Stated task:
Arrange the records below as a numbered list, one line per number, with any blank lines left out.

* begin Material to process *

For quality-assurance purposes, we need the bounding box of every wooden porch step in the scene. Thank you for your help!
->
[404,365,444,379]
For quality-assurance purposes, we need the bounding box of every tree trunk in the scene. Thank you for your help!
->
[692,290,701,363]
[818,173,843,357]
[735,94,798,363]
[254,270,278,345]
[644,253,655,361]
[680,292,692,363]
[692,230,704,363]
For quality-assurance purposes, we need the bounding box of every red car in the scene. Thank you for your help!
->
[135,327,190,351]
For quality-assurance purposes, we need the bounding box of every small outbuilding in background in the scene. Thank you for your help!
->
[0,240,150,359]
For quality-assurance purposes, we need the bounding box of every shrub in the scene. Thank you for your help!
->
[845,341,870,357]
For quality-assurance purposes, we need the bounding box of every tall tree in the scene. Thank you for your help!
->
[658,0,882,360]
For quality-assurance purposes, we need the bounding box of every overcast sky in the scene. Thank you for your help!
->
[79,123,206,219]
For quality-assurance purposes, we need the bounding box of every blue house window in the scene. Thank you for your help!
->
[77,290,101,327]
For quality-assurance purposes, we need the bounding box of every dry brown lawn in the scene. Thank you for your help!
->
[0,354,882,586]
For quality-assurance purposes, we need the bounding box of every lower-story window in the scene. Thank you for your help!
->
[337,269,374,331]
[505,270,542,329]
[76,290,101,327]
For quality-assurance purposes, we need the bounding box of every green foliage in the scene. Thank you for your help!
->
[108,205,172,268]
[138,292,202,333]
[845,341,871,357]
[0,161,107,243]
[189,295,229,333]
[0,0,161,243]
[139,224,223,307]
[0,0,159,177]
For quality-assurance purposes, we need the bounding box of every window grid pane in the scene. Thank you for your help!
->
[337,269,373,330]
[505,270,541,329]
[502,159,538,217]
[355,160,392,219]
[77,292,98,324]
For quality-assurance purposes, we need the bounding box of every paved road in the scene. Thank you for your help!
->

* end Material to process *

Finished exercise:
1. For quality-assurance purposes, we need the bounding box of every wooden porch step in the scene. Thank you for your help!
2. ->
3. [404,365,444,379]
4. For quality-assurance purposes, we need the bounding box of every tree trunk in the scene. Thank you for your help!
5. ->
6. [692,290,701,363]
7. [818,173,843,357]
8. [735,94,798,363]
9. [254,270,278,345]
10. [644,253,655,361]
11. [680,292,692,363]
12. [692,230,704,363]
13. For quality-assurance purposes, we need the bounding box of every red car in the scene. Thank you for your help!
14. ->
15. [135,327,190,351]
16. For quality-assurance purposes, we need the bounding box of every small outbuilding in background in the scene. Thank you for your help!
17. ->
18. [0,240,150,359]
19. For quality-assurance purposes, we need the bounding box of every shrub in the scene. Thank you for your help!
20. ->
21. [845,341,870,357]
22. For quality-assurance purposes, we need the bounding box of every tall tree in the scene. Thank you for your help!
23. ->
24. [658,0,882,360]
25. For quality-assurance purposes, we need the bounding box of every overcast sky in the scene. Thank you for your help!
26. ->
27. [79,123,206,219]
28. For quality-assurance purposes, we need the bounding box of every blue house window in the scene. Thank you for your help!
29. ->
30. [77,290,101,327]
31. For quality-assurance purposes, we need the bounding box of every dry brown lawn in the scene. Thank you for your help!
32. ->
33. [0,354,882,586]
34. For quality-assurance purposes, we need the bounding box of every lower-story window in the scene. Thank you for your help!
35. ->
36. [337,269,374,331]
37. [505,270,542,329]
38. [76,290,101,327]
39. For quality-assurance purposes, we need the bounding box of every green foliage in the scene. Thank you for your help!
40. ->
41. [108,205,172,268]
42. [138,292,202,333]
43. [845,341,871,357]
44. [0,161,107,243]
45. [189,295,229,333]
46. [0,0,161,243]
47. [139,224,223,307]
48. [0,0,159,177]
49. For quality-assurance purposes, we need the bounding box of every window grid pane in the scene. Thank you for your help!
50. ->
51. [337,269,373,330]
52. [505,270,541,329]
53. [502,159,538,217]
54. [355,160,392,219]
55. [77,292,98,324]
56. For quality-assurance purposes, we need the bounding box of every paved road in the scene. Thank you for your help!
57. ->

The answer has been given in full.